Task to complete
Write each entry again exactly as shown, but without the images it holds.

Records for this task
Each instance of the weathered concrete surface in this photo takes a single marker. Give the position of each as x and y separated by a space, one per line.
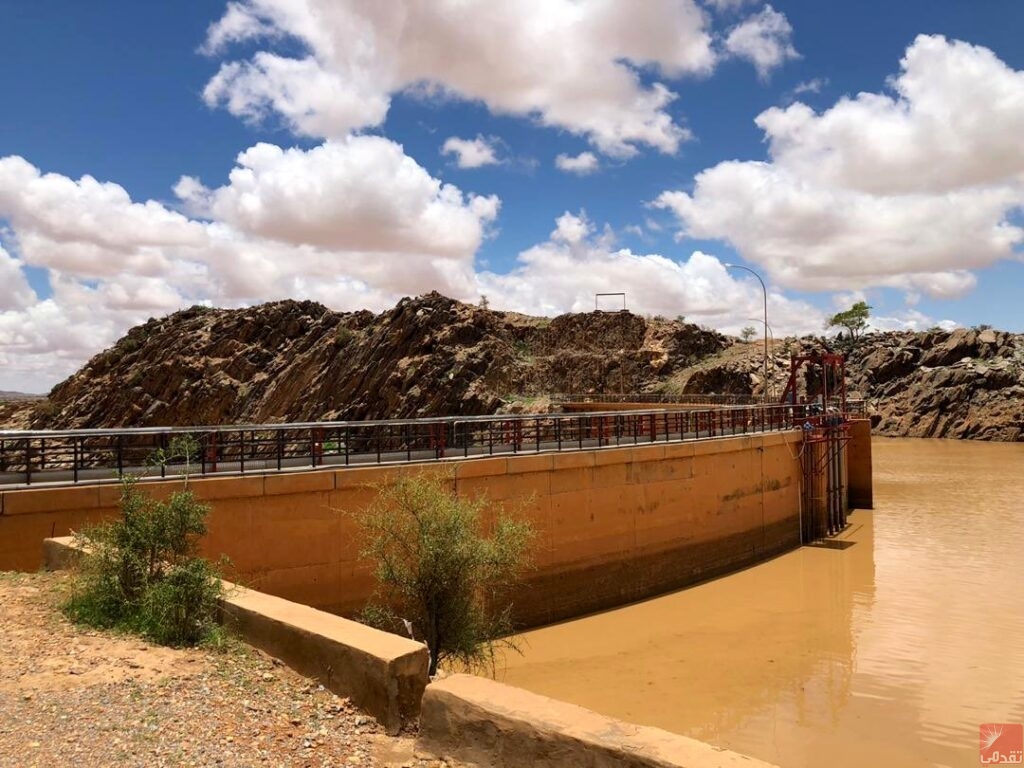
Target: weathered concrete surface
859 468
381 673
613 524
476 720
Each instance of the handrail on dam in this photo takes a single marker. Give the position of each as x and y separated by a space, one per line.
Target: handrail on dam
853 406
69 457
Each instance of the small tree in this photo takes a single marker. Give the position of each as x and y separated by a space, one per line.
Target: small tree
439 578
853 320
142 572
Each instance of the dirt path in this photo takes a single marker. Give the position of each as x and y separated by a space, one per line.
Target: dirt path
76 697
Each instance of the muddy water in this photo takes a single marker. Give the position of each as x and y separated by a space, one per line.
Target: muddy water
889 651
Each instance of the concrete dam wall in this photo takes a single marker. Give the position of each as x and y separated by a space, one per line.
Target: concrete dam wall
613 524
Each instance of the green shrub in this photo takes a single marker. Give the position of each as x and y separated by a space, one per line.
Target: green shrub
440 580
142 573
343 336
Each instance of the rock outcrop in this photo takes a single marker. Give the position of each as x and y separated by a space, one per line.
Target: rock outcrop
967 383
300 361
431 355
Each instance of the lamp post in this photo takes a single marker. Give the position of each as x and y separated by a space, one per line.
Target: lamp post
771 334
764 290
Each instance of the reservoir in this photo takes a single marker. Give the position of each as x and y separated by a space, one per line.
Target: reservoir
890 646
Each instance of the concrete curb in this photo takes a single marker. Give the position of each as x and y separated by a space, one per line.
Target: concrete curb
476 720
381 673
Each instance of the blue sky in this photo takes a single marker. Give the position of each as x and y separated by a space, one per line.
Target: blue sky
907 197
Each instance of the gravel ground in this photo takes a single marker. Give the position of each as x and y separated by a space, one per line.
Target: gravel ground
71 696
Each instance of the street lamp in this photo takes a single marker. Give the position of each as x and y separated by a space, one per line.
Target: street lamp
765 292
771 334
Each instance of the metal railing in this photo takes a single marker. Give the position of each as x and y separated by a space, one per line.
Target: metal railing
662 397
852 406
69 457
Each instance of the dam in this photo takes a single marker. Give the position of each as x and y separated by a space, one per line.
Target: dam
889 648
887 644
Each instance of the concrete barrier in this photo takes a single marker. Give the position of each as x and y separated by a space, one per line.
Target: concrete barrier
613 525
479 721
381 673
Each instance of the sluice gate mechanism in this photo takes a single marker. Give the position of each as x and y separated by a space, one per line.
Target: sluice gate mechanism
826 434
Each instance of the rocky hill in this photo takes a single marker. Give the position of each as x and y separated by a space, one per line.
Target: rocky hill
967 383
432 355
300 361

Result
Each instance of the weathered concrete surface in this photo takes a single marker. Give the position of each as x and y separated by a space, one per line.
Target: weathered concrete surface
859 468
381 673
613 524
476 720
Each instance of the handrail on dam in this photo takes a single marker. Give the position of each as x and y separated by a space, one per line.
Target: handrail on dam
853 406
69 457
Each instance of the small tree in this photo takes a single marker. Give the position of each as x and y separated by a space, one per line.
Target: small tree
439 578
853 320
142 572
Each instance of the dirt path in this photo takes a single marker. Give the position of each as x and y separated by a space, one per line.
Target: dirt path
76 697
Each instance of the muddy water in this photo takes a single marker. Give the position of each as x and y separated by a space, one per line.
Target: muddy water
889 651
Each instance of the concrete dam wall in this photo takes a single marker. Give the position of each as x and y separated by a space, one per line.
Target: concrete dam wall
613 524
Each instance of the green shrub in this photo takes a single marker. Give the position of each as x and y separated by a space, one per line.
Target: green shrub
440 580
142 573
343 336
Each instance of the rock outcrop in this photo takes a single marker. Give the position of each as x and y separated by a space, one per line.
Target: rock outcrop
967 383
300 361
431 355
Each instance of the lamp post in this photo takes a single marker. Give the position of each as x and y separated by a space, one per line.
Target: lamp post
771 334
764 290
Each instance of the reservoir in this photo takes a single marker. Give the position of each as x and y separated by a space, one per line.
Target: reservoir
890 646
Each instance of the concrete curb in this photo takes a single marker. Give the position of each as x and y separated by a space, one per line.
Target: concrete curb
476 720
381 673
Each instance of the blue sky in this photo takes a single marker. Give the position of each as x and y separated by a space, one per line.
Target: blue sky
907 197
Each instance of the gravel ground in this photo takes a single marker. Give the position of each as x and y separated by a space, one per line.
Target: gravel ground
71 696
Each instance of the street lamp in this photo takes a single marker. Give the position of each as x and y separated by a space, one per line.
Target: street lamp
765 292
771 334
Each instance of the metal railing in this photo takes a single marker. Give the position of each as x and y separated by a space, one per line.
Target: metal railing
662 397
852 406
69 457
Each instance of the dam in this photo takes a single marker. Give the position of each as x and y separated by a space, one per line.
Target: dam
889 648
887 644
Each instance of the concrete barrier in this photo takes a single marker. Give the position of each as x and y separated by a space, one per line.
Target: concrete barrier
613 525
479 721
381 673
Each instance of the sluice gate mechanism in this photo takes a single marker. Give the position of each as x and y separated by a space, one per line.
Target: sluice gate mechanism
826 434
Each instance of the rocky hill in this photo takes a single marker. Give the position of each as x and y separated by a space, one per line.
Target: rocky hill
967 383
432 355
300 361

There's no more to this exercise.